■ What is expected ■
Exactly as written, transcribe the lines that run from the one containing "Indicate every instance of the roof" to the end of the records below.

■ Record list ■
•••

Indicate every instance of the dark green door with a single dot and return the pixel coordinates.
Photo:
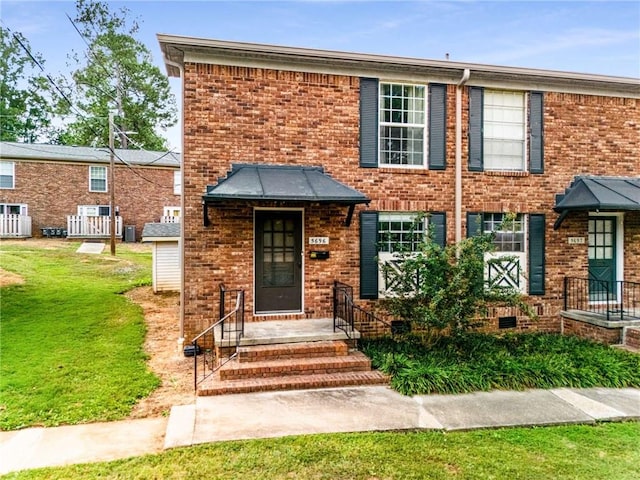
(602, 258)
(278, 257)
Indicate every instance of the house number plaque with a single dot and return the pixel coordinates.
(318, 240)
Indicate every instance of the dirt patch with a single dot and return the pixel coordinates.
(9, 278)
(161, 313)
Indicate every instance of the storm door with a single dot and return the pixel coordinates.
(602, 259)
(278, 259)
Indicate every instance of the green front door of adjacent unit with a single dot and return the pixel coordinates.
(278, 259)
(602, 258)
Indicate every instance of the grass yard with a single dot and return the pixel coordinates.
(566, 452)
(72, 345)
(481, 362)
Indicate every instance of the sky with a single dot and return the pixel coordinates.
(601, 37)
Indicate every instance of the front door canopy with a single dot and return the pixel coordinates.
(587, 193)
(287, 183)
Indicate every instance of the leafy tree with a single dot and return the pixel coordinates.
(443, 289)
(25, 112)
(117, 73)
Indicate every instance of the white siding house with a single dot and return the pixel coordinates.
(165, 241)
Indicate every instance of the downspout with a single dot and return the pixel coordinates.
(458, 180)
(181, 244)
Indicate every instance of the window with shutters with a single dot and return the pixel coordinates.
(402, 119)
(506, 266)
(504, 128)
(397, 232)
(97, 179)
(7, 175)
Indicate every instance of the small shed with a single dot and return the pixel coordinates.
(165, 241)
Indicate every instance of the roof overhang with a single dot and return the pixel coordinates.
(589, 193)
(281, 183)
(178, 50)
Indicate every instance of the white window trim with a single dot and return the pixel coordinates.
(177, 185)
(384, 257)
(526, 127)
(13, 175)
(106, 179)
(424, 126)
(523, 256)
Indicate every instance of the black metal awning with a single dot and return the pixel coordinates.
(587, 193)
(283, 183)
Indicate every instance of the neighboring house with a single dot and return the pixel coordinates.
(290, 151)
(54, 190)
(165, 241)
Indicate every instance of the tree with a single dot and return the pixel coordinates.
(25, 112)
(117, 74)
(443, 289)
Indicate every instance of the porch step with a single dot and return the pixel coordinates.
(292, 366)
(354, 362)
(292, 382)
(287, 351)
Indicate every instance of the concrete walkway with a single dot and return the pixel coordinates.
(277, 414)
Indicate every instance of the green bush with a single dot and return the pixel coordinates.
(480, 362)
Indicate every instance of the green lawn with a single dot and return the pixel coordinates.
(604, 451)
(480, 362)
(71, 344)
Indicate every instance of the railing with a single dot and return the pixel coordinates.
(219, 343)
(619, 300)
(14, 225)
(92, 226)
(346, 314)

•••

■ Correct result ■
Indicate every instance of the roof overhang with a single dot and return the pixel coordinates.
(589, 193)
(281, 183)
(178, 50)
Indicate every instance of the white window trim with a single dot and return the pixel coordinates.
(177, 185)
(384, 257)
(526, 127)
(13, 175)
(106, 179)
(424, 126)
(523, 256)
Indicate every instance of the black metal awning with a single dot and return the pixel coordinates.
(587, 193)
(283, 183)
Indicate every instance of the neighboring house with a single dot and return the pixel coordinates.
(290, 151)
(54, 190)
(165, 241)
Indicate every instance of the tree with a single dot and return the pixel coordinates.
(25, 112)
(117, 74)
(443, 289)
Indicate every instance of the porch step with a single dot and return the pixel coordinates.
(292, 366)
(354, 362)
(292, 382)
(287, 351)
Indicate every instance of the concrete walkway with a single dot and return the pixel coordinates.
(277, 414)
Indicate every instance of the green bush with a single dot and return the pixel coordinates.
(480, 362)
Indicate every instance of the green lawn with a single dot and return the pixel coordinates.
(604, 451)
(480, 362)
(71, 344)
Indicate every instance of the railing with a single dot and return the pixel coordinates.
(219, 343)
(619, 300)
(14, 225)
(92, 226)
(346, 314)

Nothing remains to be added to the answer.